* _Data shown_

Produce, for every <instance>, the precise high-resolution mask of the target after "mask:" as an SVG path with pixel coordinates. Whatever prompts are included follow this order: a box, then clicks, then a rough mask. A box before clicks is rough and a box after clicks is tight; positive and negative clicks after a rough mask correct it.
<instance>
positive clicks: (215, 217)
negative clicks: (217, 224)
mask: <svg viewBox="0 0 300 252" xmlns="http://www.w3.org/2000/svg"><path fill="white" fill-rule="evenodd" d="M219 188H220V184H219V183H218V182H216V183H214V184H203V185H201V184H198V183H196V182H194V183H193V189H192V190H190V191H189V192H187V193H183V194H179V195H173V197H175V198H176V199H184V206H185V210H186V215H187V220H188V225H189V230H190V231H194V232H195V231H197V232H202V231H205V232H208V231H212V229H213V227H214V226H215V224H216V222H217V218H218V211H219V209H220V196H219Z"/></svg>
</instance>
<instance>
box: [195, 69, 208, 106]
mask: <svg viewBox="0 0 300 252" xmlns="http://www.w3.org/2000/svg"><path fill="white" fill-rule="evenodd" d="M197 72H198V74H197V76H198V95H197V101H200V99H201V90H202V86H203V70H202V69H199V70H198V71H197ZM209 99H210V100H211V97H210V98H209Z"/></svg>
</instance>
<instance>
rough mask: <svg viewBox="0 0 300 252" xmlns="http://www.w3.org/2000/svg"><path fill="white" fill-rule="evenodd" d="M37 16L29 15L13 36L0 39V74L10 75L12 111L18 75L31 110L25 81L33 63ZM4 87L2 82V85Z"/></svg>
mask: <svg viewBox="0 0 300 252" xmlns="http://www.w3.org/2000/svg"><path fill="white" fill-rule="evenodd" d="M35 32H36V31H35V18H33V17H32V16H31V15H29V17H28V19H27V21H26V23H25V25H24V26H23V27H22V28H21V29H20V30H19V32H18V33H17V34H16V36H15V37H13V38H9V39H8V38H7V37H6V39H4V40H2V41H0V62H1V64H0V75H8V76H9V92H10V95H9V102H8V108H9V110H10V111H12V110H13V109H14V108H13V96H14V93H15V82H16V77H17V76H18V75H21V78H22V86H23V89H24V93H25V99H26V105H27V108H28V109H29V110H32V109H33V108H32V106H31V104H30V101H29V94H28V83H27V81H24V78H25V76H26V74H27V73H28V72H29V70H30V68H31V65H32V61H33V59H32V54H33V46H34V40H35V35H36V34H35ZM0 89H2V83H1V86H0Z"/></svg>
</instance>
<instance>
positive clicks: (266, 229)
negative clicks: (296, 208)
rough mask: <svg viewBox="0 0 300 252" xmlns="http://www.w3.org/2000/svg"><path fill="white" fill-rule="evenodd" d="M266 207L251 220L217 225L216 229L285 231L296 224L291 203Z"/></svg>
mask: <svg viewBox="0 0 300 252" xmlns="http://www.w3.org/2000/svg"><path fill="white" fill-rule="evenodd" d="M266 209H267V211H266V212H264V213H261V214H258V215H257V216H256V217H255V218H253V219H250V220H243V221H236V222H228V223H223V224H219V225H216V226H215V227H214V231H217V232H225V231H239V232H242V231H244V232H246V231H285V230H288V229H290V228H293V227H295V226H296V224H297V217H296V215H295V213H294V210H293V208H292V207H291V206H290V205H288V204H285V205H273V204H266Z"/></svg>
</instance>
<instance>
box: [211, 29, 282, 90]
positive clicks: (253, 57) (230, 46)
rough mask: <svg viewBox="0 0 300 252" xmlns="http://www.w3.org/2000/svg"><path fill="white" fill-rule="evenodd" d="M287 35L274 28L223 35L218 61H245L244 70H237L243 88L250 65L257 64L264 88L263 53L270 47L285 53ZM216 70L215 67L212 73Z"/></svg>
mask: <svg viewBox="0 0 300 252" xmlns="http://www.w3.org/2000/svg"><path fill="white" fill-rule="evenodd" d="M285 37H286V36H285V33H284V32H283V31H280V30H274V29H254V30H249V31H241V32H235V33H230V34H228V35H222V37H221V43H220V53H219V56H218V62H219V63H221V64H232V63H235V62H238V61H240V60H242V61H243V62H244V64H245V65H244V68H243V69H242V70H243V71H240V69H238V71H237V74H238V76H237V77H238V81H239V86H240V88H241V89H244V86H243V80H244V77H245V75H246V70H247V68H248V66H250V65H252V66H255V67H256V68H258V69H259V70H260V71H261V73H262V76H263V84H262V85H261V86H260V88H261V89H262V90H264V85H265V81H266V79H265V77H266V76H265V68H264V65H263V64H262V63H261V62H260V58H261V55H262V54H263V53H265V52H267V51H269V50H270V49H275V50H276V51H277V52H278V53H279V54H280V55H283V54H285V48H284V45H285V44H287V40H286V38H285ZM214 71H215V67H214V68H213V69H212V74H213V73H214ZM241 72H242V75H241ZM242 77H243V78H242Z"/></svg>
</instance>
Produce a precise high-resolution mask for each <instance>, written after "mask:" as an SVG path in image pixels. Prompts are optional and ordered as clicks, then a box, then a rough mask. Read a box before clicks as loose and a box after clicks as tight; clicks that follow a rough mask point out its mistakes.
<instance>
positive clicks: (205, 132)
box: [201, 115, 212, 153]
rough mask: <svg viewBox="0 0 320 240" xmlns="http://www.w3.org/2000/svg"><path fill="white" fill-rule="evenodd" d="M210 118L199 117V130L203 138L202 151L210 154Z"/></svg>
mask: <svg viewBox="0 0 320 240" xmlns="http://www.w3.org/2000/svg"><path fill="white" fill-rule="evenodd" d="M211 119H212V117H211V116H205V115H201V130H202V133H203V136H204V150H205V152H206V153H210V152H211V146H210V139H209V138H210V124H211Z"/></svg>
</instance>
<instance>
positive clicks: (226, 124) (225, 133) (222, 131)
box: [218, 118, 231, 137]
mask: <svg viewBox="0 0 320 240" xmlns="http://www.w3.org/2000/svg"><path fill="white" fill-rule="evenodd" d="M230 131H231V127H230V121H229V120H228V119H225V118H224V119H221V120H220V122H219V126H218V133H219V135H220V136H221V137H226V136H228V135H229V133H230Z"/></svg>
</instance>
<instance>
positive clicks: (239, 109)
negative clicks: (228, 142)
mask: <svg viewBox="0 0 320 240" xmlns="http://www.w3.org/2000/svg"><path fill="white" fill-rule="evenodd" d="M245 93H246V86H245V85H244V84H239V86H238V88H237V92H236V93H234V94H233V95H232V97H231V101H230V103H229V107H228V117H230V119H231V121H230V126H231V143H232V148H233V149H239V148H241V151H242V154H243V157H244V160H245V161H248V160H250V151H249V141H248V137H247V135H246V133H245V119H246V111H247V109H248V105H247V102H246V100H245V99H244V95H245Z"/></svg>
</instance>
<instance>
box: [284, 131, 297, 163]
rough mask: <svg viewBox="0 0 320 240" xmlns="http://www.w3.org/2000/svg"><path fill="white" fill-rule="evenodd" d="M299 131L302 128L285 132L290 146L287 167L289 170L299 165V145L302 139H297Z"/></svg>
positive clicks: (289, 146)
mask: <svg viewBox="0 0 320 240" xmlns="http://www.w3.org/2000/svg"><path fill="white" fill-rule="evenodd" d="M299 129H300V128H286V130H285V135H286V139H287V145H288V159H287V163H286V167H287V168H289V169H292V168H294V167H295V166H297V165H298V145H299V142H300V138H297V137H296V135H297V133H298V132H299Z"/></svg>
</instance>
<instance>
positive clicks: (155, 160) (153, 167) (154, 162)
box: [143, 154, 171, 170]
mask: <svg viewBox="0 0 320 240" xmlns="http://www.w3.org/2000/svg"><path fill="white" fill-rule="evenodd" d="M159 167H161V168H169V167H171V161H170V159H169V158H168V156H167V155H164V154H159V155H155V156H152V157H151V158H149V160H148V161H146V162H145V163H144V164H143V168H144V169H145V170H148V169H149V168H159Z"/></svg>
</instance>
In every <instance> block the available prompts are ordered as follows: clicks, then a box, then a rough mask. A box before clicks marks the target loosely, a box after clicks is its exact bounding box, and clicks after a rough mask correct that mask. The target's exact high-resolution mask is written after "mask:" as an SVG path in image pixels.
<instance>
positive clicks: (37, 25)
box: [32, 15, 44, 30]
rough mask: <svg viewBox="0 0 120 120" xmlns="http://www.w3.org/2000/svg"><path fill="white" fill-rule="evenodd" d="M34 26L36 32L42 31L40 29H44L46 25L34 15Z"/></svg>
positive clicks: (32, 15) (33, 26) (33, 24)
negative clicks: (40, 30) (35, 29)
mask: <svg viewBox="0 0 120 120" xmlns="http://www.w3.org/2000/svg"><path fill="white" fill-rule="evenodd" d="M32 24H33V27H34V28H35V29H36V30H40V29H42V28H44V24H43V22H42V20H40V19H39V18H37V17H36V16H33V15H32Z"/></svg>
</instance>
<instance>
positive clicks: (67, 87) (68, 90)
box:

* _What you need to do_
Send back exactly, with nothing added, the lines from the first line of the material above through the line holding "negative clicks: (296, 208)"; both ends are included.

* _Your solution_
Produce, for every <instance>, the precise high-resolution mask of the target after "mask:" as an SVG path with pixel coordinates. Whatever prompts are included follow this order: a box, then clicks, then a rough mask. A box before clicks is rough and a box after clicks is tight; positive and negative clicks after a rough mask correct it.
<instance>
positive clicks: (215, 217)
negative clicks: (217, 224)
mask: <svg viewBox="0 0 300 252" xmlns="http://www.w3.org/2000/svg"><path fill="white" fill-rule="evenodd" d="M219 188H220V184H219V183H218V182H216V183H214V184H203V185H201V184H198V183H196V182H194V183H193V189H192V190H190V191H189V192H187V193H183V194H179V195H173V197H175V198H176V199H184V206H185V210H186V215H187V220H188V225H189V230H190V231H194V232H195V231H197V232H202V231H205V232H208V231H212V229H213V227H214V226H215V224H216V222H217V218H218V211H219V209H220V196H219Z"/></svg>
</instance>
<instance>
box: [195, 69, 208, 106]
mask: <svg viewBox="0 0 300 252" xmlns="http://www.w3.org/2000/svg"><path fill="white" fill-rule="evenodd" d="M197 72H198V74H197V76H198V95H197V101H200V99H201V90H202V86H203V70H202V69H199V70H198V71H197ZM209 99H210V100H211V97H210V98H209Z"/></svg>
</instance>
<instance>
rough mask: <svg viewBox="0 0 300 252" xmlns="http://www.w3.org/2000/svg"><path fill="white" fill-rule="evenodd" d="M37 16L29 15L13 36L0 39V74L10 75L12 111L18 75L31 110L25 81L33 63ZM4 87L2 82V85Z"/></svg>
mask: <svg viewBox="0 0 300 252" xmlns="http://www.w3.org/2000/svg"><path fill="white" fill-rule="evenodd" d="M35 32H36V31H35V18H33V17H32V16H31V15H29V17H28V19H27V21H26V23H25V25H24V26H23V27H22V28H21V29H20V30H19V32H18V33H17V34H16V36H15V37H13V38H9V39H8V38H7V37H6V39H4V40H2V41H0V62H1V64H0V75H8V76H9V92H10V95H9V102H8V108H9V110H10V111H12V110H13V109H14V108H13V96H14V93H15V82H16V77H17V76H18V75H21V78H22V86H23V89H24V93H25V99H26V105H27V108H28V109H29V110H32V109H33V108H32V106H31V104H30V101H29V94H28V83H27V81H24V78H25V76H26V74H27V73H28V72H29V70H30V68H31V65H32V61H33V59H32V54H33V46H34V40H35V35H36V34H35ZM0 89H2V83H1V86H0Z"/></svg>
</instance>
<instance>
positive clicks: (266, 229)
negative clicks: (296, 208)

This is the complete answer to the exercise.